▸ TEXTE CITÉ:
Une tempête de retard

 

                        Guinier, dans la notice nécrologique qu’il consacra à Flahault, raconte qu’un forestier montpelliérain, auquel il avait écrit pour lui annoncer la disparition de leur ami, lui répondit par une lettre où il disait de lui : « Il était devenu aussi forestier que n’importe lequel d’entre nous ».

                        Je ne peux pas m’empêcher de penser que le correspondant de Guinier, comme « n’importe lequel » de ses camarades départementaux, trouvait, nonobstant l’affection collégiale que tous lui portaient certainement, que Flahault était devenu un peu trop forestier. Ces camarades savaient que le travail de Restauration de la Forêt en Montagne est difficile. L’exemple de Fabre montrait qu’il n’était pas suffisant d’y exceller pour terminer tranquillement sa carrière. Ils revenaient presque tous de la guerre. Les forestiers sont des fonctionnaires armés, aubaine, en temps de guerre, pour les consommateurs de chair à canon. Aussi  revenaient-ils  peu nombreux. On leur envoyait en renfort des nouveaux, recrutés à la hâte. Ils n’avaient nulle envie de faire de l’expérimentation, fût-elle de terrain. Quand ils plantaient, ils ne le faisaient guère sans s’assurer que, dans le voisinage, des boisements utilisant les essences qu’ils prévoyaient avaient été réussis. Faute de pouvoir leur faire officiellement des recommandations, ce qui n’eut pas été toléré, Flahault ne cessait de les harceler avec les arboretums, sa marotte. Il les obligeait à l’y accompagner au moins une fois par an – Max Nègre dit l’avoir fait dans les toutes dernières des années trente. Il n’écrivait plus que pour prôner, à l’intention des planteurs – privés, pouvait-on admettre – l’emploi des essences exotiques. Il ne fut guère entendu. « Les cèdres » doit être l’une de ses toutes dernières publications. Elle est datée de 1934. On me dit que les effets n’en ont pas été négligeables. Qu’aurait-il fallu pour que ce n’ait pas été une exception ?

▸ DONNÉES ENREGISTRÉES:
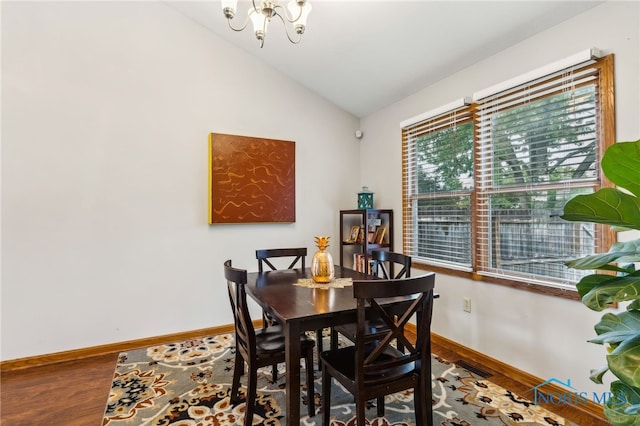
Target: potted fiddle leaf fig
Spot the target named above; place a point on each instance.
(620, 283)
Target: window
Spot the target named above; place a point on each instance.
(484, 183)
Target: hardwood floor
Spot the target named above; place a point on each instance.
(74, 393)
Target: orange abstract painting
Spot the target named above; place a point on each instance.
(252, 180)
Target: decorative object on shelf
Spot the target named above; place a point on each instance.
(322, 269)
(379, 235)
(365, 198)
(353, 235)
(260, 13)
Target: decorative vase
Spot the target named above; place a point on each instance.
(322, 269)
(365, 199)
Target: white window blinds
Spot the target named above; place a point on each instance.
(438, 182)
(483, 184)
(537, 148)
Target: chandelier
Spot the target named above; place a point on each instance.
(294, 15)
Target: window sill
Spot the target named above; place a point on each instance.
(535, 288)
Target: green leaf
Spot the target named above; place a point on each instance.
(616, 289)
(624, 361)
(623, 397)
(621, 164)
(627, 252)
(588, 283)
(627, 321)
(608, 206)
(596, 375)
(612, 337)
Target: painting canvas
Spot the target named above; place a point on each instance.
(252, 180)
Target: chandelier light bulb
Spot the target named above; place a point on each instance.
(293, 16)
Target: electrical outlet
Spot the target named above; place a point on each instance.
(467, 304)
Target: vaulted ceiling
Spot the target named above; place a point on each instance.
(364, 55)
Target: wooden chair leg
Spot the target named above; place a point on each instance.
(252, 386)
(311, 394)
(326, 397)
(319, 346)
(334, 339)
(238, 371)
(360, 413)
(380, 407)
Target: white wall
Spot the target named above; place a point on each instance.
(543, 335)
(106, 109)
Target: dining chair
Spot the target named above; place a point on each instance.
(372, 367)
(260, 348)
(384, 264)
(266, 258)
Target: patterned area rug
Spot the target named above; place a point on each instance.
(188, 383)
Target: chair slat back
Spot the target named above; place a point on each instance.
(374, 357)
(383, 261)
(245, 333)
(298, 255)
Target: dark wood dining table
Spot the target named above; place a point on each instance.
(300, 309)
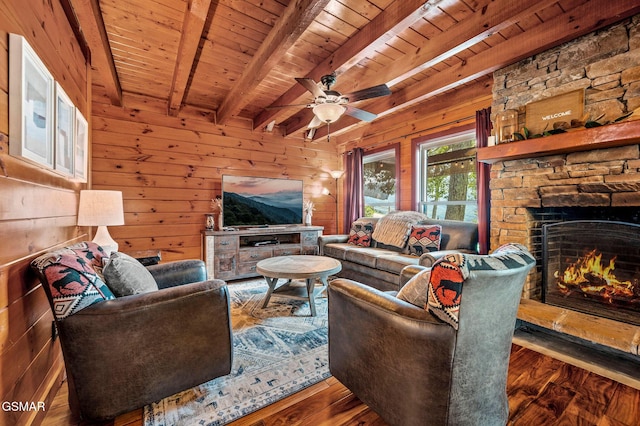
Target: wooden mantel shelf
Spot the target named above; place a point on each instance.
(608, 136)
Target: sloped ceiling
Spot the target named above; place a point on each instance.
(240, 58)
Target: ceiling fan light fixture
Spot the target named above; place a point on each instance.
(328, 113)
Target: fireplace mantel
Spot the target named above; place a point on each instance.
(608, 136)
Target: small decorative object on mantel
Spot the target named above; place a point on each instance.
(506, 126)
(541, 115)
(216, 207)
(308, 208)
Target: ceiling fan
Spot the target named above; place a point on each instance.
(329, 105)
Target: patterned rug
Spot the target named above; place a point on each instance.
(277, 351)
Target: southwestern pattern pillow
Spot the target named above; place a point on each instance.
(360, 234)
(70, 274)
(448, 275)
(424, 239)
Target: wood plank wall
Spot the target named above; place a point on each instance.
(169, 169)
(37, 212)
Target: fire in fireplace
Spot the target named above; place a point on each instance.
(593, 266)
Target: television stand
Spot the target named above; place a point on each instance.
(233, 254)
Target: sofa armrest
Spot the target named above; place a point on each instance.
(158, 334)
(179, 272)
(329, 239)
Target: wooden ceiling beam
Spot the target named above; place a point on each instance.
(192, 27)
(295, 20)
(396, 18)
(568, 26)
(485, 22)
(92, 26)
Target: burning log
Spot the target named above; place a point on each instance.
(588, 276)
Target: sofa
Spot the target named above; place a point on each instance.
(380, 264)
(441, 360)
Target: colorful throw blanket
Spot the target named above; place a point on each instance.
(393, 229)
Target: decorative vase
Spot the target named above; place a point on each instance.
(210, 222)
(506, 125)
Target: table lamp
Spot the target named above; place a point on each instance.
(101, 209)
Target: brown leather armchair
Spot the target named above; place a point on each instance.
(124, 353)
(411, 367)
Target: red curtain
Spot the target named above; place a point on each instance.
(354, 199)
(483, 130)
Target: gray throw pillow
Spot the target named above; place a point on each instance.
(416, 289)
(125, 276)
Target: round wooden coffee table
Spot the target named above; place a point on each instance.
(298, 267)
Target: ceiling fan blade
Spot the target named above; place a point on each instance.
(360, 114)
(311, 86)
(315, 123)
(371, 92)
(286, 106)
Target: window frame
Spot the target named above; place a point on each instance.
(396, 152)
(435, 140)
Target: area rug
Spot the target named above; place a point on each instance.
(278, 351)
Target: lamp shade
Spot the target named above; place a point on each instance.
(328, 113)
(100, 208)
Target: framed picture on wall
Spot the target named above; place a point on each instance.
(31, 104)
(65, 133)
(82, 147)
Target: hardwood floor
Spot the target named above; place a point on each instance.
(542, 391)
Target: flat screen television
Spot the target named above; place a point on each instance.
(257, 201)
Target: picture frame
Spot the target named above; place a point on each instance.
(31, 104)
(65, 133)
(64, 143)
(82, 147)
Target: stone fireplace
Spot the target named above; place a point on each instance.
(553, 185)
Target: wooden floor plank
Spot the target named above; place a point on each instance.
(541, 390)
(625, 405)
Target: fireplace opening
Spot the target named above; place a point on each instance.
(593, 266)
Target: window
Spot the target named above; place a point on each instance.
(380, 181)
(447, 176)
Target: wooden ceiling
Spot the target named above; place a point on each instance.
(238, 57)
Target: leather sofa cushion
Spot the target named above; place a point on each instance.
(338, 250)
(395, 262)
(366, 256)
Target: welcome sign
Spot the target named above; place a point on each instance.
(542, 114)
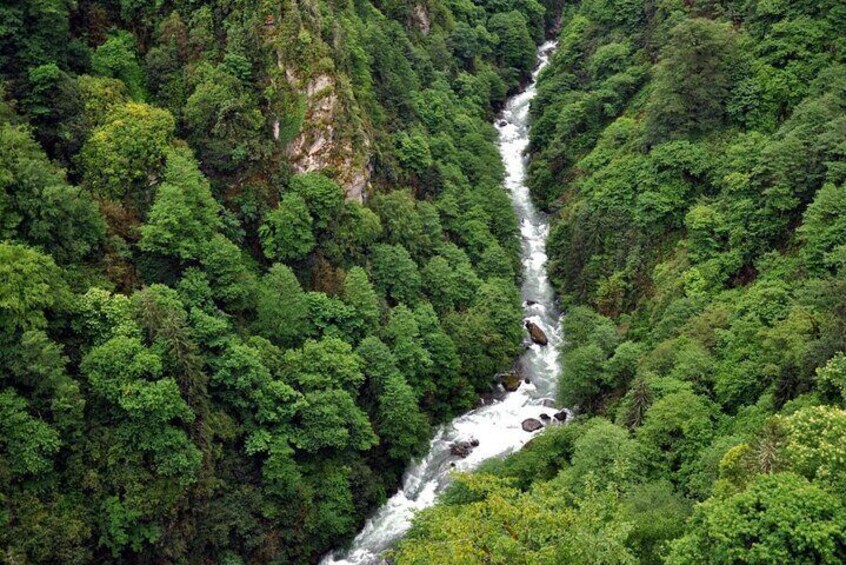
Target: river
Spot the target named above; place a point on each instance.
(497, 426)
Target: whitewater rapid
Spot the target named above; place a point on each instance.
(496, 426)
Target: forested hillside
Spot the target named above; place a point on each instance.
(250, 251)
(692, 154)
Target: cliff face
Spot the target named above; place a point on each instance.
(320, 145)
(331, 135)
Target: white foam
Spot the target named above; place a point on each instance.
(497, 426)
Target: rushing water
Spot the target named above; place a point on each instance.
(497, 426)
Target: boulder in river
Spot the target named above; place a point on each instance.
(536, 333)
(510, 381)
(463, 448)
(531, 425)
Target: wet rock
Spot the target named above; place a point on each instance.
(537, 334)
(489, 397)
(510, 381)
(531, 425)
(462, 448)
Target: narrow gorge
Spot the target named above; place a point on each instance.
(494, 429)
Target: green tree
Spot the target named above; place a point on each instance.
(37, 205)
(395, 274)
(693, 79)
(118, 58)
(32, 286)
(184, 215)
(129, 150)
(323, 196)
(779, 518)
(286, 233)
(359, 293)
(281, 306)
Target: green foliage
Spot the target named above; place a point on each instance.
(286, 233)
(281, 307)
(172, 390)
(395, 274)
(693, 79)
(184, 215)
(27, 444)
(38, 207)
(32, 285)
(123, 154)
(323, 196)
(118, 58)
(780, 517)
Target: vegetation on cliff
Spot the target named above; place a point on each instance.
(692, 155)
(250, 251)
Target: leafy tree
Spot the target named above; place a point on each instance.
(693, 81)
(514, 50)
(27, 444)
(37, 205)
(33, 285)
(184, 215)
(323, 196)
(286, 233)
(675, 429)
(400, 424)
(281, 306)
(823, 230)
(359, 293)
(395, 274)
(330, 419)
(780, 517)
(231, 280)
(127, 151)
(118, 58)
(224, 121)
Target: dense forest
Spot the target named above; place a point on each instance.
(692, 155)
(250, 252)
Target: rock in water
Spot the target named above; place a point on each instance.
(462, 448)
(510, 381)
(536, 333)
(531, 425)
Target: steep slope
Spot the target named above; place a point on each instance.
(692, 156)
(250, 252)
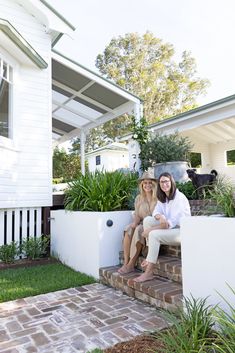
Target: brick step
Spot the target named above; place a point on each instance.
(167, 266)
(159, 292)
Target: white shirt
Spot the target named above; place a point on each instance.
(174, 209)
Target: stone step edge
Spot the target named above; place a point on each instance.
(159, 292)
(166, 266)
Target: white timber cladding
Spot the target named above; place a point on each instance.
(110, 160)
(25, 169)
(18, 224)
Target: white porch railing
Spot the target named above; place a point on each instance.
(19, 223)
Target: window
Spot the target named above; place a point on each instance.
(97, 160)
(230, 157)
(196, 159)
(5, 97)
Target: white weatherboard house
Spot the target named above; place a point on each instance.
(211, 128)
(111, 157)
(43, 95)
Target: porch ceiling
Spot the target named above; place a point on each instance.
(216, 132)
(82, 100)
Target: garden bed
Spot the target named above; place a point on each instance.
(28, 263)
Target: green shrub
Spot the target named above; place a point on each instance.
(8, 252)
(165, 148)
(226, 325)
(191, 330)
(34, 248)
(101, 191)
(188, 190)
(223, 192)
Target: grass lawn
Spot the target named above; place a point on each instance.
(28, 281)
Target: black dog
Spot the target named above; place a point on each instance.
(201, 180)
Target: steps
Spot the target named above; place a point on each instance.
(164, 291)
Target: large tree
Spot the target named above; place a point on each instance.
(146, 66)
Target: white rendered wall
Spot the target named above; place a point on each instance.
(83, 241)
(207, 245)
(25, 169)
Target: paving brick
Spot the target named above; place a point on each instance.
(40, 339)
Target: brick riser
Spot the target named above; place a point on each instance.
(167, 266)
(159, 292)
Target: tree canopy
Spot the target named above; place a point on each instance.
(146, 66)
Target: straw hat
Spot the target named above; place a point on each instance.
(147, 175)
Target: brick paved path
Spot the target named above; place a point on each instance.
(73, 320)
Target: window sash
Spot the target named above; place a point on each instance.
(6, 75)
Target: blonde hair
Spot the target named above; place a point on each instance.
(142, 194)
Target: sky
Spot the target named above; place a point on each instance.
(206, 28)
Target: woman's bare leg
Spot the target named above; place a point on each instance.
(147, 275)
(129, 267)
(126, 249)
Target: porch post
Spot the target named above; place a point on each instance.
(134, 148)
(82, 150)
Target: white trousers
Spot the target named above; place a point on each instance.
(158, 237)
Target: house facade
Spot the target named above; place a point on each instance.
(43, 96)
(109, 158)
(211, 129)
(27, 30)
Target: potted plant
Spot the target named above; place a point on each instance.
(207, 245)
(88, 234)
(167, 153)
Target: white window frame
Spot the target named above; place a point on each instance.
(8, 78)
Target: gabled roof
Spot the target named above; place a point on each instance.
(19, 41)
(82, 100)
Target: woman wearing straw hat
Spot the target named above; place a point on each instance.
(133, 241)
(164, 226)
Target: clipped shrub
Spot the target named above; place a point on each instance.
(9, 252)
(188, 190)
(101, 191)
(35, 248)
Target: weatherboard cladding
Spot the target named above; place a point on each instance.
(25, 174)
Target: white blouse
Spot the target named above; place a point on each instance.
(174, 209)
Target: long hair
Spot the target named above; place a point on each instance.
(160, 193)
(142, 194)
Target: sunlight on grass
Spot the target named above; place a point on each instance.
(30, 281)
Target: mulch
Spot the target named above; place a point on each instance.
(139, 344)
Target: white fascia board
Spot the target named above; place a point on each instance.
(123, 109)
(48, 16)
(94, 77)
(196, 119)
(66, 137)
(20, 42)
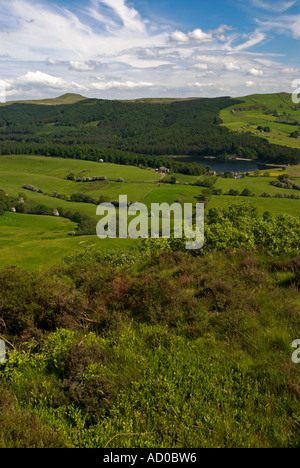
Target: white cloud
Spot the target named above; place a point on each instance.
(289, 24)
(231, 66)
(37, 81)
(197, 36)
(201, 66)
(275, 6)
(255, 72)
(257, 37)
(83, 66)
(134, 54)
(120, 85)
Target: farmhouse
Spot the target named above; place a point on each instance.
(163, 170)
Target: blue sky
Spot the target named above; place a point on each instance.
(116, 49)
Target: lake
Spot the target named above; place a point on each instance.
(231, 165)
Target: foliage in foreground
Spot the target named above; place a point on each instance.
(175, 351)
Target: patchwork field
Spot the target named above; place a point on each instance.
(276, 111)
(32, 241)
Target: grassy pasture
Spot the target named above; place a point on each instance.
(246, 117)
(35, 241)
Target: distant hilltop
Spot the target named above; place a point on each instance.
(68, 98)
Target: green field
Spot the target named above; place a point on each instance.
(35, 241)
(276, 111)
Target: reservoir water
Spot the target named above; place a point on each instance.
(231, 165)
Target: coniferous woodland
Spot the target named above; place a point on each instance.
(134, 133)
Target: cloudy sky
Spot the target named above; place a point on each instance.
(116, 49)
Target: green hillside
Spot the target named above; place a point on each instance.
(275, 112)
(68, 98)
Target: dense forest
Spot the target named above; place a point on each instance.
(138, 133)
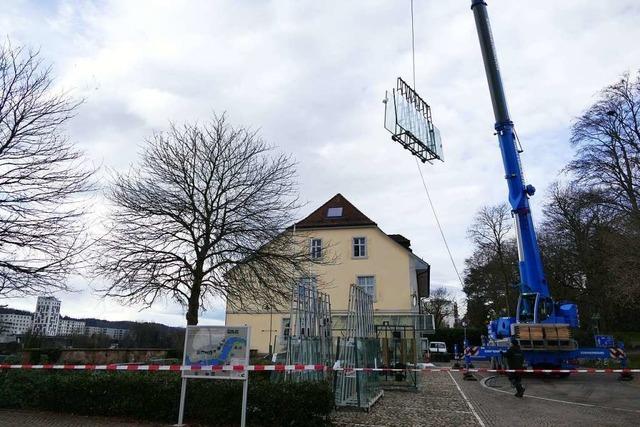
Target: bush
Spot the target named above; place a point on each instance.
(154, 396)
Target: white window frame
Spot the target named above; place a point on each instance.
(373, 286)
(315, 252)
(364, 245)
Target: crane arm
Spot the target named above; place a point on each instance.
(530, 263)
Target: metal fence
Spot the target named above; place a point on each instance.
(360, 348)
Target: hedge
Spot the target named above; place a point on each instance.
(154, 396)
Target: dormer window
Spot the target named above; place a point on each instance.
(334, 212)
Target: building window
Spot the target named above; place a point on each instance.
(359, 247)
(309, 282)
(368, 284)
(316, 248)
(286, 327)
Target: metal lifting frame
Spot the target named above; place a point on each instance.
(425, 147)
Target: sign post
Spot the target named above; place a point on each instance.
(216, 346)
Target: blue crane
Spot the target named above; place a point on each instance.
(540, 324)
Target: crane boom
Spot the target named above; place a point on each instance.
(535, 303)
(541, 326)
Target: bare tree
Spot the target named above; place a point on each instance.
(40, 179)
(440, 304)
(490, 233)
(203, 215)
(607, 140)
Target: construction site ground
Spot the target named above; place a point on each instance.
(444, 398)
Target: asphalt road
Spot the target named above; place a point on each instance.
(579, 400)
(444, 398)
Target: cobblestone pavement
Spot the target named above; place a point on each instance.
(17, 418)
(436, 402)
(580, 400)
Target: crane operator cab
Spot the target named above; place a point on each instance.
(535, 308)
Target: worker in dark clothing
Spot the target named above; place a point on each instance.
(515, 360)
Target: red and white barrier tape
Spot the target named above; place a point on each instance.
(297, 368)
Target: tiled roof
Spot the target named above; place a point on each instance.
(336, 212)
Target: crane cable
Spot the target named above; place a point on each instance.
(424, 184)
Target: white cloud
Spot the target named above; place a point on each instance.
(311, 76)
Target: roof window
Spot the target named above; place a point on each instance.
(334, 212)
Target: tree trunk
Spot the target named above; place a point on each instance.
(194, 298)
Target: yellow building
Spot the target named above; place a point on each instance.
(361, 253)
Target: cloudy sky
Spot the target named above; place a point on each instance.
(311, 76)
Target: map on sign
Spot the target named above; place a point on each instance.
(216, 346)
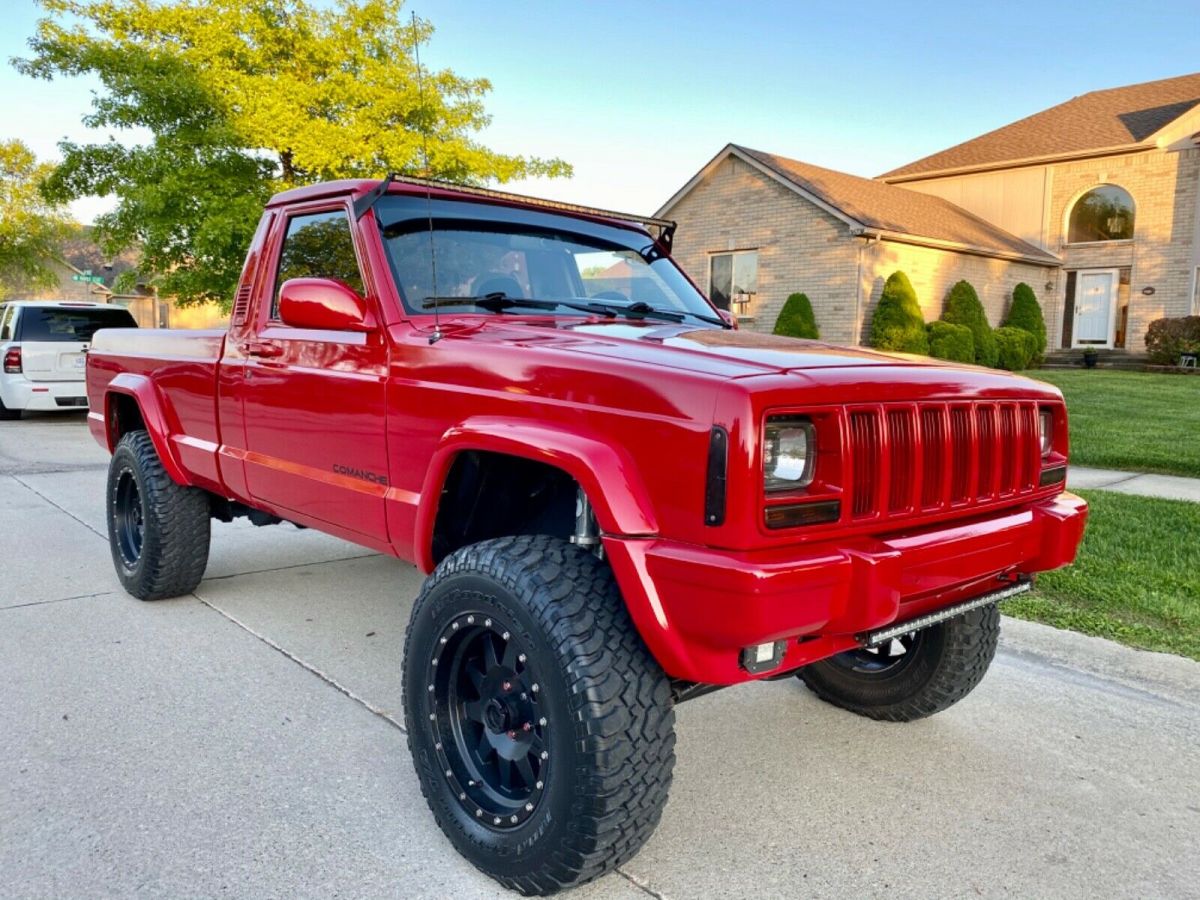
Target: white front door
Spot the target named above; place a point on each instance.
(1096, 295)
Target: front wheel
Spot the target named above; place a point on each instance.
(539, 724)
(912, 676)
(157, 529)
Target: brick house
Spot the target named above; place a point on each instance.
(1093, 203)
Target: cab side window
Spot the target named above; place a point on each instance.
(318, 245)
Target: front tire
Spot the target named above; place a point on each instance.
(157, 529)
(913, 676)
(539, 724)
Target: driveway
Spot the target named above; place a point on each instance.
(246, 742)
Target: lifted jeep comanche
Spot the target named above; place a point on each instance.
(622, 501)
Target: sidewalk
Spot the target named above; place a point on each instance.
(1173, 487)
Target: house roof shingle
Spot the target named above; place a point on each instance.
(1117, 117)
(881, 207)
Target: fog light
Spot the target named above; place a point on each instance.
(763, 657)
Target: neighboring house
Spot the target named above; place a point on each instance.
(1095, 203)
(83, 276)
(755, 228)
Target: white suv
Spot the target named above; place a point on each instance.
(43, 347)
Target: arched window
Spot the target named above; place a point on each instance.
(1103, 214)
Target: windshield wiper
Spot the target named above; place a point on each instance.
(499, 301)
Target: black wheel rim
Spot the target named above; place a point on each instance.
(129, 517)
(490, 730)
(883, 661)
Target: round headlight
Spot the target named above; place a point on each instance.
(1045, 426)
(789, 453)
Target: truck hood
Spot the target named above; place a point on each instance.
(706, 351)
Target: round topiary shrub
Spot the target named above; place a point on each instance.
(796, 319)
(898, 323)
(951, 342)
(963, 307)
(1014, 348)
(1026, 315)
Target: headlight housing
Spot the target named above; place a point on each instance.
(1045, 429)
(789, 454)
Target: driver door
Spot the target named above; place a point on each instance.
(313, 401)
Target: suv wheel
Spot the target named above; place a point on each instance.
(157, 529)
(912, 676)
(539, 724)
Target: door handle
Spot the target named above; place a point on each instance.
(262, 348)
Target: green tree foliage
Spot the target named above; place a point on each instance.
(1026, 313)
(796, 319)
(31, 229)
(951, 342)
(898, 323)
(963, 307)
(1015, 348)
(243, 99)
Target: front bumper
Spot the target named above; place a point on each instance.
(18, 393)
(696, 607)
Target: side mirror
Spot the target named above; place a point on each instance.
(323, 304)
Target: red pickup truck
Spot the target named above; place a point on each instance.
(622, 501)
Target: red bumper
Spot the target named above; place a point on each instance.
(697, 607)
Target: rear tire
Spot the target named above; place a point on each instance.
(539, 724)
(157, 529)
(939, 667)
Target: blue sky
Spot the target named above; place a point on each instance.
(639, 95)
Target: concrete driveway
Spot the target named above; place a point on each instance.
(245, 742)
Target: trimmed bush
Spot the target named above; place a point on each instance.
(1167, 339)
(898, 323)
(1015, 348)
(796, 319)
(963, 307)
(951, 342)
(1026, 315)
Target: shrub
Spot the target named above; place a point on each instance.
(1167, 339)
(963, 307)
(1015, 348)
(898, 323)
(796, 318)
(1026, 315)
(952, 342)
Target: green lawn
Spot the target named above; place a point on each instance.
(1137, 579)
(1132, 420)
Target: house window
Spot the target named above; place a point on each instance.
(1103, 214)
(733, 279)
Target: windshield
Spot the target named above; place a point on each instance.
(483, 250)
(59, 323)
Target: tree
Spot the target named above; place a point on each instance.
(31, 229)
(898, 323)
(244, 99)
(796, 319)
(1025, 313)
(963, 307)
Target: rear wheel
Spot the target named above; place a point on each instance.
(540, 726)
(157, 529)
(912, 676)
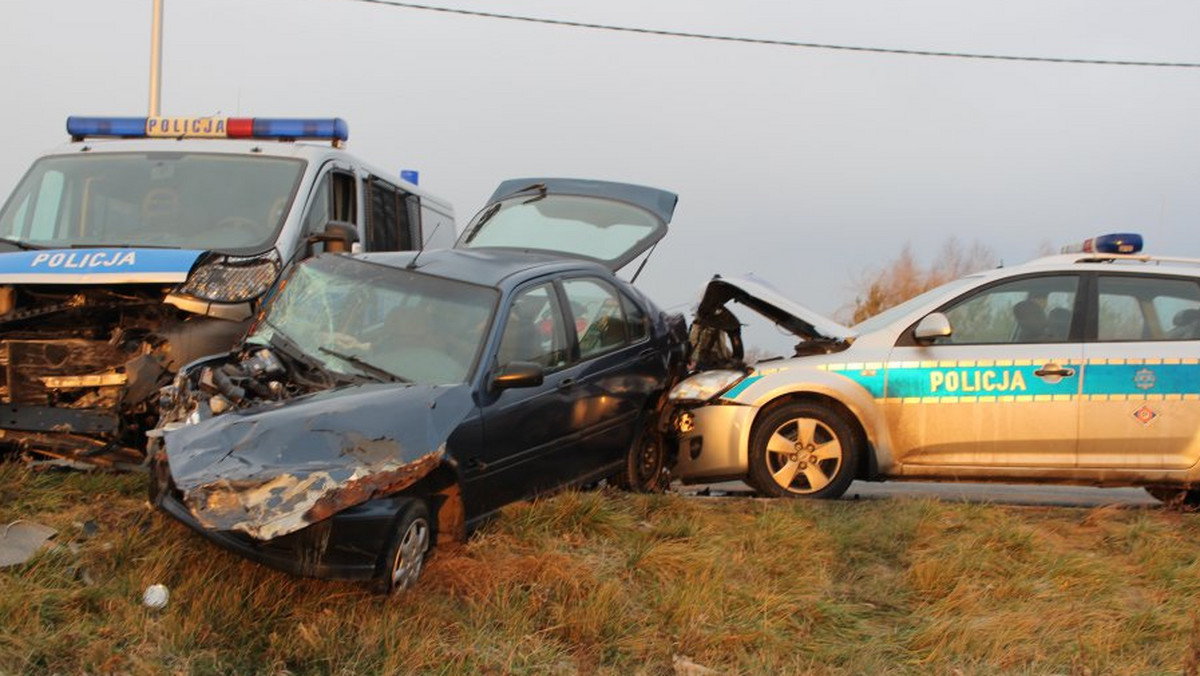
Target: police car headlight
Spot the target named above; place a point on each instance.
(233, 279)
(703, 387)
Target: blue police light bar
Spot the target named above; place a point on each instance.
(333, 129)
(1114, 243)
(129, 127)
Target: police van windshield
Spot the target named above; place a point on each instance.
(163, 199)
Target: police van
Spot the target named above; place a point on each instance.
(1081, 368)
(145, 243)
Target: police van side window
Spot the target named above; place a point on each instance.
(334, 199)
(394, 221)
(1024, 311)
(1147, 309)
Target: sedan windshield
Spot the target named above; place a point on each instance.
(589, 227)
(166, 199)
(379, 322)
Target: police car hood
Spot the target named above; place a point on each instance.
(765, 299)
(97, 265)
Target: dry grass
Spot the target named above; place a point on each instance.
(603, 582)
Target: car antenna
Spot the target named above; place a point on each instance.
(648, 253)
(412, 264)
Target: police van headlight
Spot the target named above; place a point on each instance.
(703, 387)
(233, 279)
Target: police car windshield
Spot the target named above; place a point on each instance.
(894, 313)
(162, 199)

▸ TRAVAIL À RÉALISER: Citez en entier, sans la moindre modification, le texte sur Flahault et les forestiers qui figure plus haut.

▸ RÉPONSE DE L'EXERCICE:
Une tempête de retard

 

                        Guinier, dans la notice nécrologique qu’il consacra à Flahault, raconte qu’un forestier montpelliérain, auquel il avait écrit pour lui annoncer la disparition de leur ami, lui répondit par une lettre où il disait de lui : « Il était devenu aussi forestier que n’importe lequel d’entre nous ».

                        Je ne peux pas m’empêcher de penser que le correspondant de Guinier, comme « n’importe lequel » de ses camarades départementaux, trouvait, nonobstant l’affection collégiale que tous lui portaient certainement, que Flahault était devenu un peu trop forestier. Ces camarades savaient que le travail de Restauration de la Forêt en Montagne est difficile. L’exemple de Fabre montrait qu’il n’était pas suffisant d’y exceller pour terminer tranquillement sa carrière. Ils revenaient presque tous de la guerre. Les forestiers sont des fonctionnaires armés, aubaine, en temps de guerre, pour les consommateurs de chair à canon. Aussi  revenaient-ils  peu nombreux. On leur envoyait en renfort des nouveaux, recrutés à la hâte. Ils n’avaient nulle envie de faire de l’expérimentation, fût-elle de terrain. Quand ils plantaient, ils ne le faisaient guère sans s’assurer que, dans le voisinage, des boisements utilisant les essences qu’ils prévoyaient avaient été réussis. Faute de pouvoir leur faire officiellement des recommandations, ce qui n’eut pas été toléré, Flahault ne cessait de les harceler avec les arboretums, sa marotte. Il les obligeait à l’y accompagner au moins une fois par an – Max Nègre dit l’avoir fait dans les toutes dernières des années trente. Il n’écrivait plus que pour prôner, à l’intention des planteurs – privés, pouvait-on admettre – l’emploi des essences exotiques. Il ne fut guère entendu. « Les cèdres » doit être l’une de ses toutes dernières publications. Elle est datée de 1934. On me dit que les effets n’en ont pas été négligeables. Qu’aurait-il fallu pour que ce n’ait pas été une exception ?